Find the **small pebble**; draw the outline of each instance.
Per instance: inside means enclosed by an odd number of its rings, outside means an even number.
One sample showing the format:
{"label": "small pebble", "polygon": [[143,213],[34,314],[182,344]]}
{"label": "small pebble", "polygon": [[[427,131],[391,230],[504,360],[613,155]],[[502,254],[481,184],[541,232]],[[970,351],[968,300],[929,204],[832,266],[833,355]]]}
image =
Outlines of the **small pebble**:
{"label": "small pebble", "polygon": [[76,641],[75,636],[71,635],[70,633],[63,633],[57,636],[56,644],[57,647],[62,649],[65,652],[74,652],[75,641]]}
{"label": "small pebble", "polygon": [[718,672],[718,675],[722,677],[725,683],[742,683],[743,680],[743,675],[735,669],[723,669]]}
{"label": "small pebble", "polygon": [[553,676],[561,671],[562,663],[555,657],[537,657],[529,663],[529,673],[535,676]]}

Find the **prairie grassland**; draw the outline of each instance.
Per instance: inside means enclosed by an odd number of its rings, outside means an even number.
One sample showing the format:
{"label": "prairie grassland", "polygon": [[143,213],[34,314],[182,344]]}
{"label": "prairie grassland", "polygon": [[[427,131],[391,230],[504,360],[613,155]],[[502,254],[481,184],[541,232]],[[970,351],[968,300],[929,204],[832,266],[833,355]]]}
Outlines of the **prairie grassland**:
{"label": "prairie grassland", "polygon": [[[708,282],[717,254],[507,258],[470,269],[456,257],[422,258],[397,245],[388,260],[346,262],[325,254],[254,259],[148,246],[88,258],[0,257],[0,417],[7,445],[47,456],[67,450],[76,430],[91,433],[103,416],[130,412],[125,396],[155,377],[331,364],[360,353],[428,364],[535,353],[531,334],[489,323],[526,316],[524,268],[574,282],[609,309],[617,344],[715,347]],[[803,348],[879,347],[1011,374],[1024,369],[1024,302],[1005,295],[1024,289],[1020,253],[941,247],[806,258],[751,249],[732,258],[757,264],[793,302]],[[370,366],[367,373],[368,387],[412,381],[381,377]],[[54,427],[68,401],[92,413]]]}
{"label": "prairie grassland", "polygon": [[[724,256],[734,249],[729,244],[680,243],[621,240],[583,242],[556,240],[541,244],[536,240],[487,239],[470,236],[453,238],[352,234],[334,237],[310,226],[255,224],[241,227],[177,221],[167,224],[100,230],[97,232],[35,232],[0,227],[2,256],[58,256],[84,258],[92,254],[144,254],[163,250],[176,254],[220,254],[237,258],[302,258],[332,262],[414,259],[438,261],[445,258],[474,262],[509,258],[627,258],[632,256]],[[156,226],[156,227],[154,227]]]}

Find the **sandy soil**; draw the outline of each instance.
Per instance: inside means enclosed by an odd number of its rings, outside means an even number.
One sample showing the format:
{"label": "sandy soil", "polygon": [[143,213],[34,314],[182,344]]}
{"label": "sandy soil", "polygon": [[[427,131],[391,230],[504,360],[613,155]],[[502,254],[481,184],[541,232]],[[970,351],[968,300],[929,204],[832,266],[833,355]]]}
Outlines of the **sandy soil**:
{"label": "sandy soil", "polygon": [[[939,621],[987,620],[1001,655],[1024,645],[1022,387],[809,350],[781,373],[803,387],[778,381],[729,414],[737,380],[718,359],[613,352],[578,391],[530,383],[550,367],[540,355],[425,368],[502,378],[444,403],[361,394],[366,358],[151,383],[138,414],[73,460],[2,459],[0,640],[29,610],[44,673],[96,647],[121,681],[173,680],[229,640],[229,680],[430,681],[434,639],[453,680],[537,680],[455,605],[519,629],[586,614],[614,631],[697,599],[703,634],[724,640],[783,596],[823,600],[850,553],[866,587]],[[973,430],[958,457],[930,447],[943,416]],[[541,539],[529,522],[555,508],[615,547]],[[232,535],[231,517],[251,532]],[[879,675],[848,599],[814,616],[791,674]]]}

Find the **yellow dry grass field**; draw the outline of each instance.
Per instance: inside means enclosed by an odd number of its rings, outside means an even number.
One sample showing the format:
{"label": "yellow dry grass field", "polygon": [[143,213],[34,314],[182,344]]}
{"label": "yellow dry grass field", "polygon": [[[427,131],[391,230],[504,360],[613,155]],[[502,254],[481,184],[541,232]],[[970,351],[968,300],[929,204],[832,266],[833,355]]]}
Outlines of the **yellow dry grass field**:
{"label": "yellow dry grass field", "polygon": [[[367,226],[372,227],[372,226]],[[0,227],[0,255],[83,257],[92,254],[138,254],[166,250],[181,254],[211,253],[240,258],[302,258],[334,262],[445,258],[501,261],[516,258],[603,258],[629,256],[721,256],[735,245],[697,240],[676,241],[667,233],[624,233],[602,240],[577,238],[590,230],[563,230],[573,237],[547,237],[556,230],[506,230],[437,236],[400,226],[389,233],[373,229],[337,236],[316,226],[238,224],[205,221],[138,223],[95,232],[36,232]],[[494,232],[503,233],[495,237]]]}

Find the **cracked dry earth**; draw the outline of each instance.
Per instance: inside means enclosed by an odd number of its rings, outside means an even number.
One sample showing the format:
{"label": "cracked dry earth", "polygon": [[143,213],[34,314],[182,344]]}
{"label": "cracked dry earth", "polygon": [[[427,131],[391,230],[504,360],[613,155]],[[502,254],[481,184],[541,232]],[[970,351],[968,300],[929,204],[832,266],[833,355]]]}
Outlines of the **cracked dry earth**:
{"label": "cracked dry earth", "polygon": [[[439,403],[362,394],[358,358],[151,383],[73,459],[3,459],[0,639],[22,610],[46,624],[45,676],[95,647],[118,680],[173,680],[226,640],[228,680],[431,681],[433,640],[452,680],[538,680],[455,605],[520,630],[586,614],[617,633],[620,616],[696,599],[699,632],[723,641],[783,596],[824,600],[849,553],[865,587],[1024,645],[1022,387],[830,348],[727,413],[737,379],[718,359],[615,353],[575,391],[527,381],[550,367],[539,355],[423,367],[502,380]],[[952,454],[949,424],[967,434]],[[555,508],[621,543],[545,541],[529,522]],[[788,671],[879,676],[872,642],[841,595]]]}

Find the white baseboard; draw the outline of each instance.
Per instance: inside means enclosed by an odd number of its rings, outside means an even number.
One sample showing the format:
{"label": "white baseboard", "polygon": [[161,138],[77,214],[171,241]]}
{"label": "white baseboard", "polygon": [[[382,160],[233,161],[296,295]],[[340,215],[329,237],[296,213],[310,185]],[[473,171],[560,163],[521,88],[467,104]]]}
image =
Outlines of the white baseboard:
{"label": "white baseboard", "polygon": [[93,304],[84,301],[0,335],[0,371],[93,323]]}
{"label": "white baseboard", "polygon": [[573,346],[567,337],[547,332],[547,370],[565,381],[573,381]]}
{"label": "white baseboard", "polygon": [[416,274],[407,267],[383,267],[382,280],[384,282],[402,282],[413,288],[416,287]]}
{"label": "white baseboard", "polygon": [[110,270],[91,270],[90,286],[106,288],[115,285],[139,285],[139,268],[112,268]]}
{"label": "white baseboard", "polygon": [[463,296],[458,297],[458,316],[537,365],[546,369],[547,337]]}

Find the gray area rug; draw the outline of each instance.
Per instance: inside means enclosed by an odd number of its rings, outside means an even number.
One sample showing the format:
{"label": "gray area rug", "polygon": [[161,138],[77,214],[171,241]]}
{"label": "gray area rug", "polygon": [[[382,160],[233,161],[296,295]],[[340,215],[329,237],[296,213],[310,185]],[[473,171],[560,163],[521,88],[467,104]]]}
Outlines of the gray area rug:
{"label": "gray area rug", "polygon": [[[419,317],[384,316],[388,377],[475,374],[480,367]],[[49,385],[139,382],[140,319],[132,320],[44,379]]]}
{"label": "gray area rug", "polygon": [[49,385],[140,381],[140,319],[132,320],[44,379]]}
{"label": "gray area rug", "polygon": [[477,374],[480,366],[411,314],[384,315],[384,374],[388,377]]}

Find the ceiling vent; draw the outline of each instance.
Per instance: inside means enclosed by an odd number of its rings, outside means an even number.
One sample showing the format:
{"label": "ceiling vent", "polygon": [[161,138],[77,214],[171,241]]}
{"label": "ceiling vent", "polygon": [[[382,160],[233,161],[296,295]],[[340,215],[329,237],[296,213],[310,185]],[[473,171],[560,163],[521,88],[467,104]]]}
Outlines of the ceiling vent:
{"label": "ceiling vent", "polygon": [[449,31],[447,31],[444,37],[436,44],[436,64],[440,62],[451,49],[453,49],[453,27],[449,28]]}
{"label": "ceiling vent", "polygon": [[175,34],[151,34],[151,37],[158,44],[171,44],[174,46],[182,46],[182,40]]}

____

Set problem: Locate the line with "Find the ceiling" in the entries above; extract it and every line after it, verbatim.

Answer to the problem:
Find the ceiling vent; draw the outline of each instance.
Per instance: inside means enclosed by an odd number of its rings, outside means an even number.
One sample showing the format:
{"label": "ceiling vent", "polygon": [[161,138],[77,214],[171,241]]}
{"label": "ceiling vent", "polygon": [[[382,160],[233,161],[296,295]],[[340,215],[329,237],[296,213],[310,185]],[[473,171],[560,163],[521,88],[467,104]]]}
Outlines of the ceiling vent:
{"label": "ceiling vent", "polygon": [[449,31],[447,31],[444,37],[436,44],[436,64],[440,62],[451,49],[453,49],[453,27],[449,28]]}
{"label": "ceiling vent", "polygon": [[175,34],[151,34],[151,37],[158,44],[171,44],[174,46],[182,46],[182,40]]}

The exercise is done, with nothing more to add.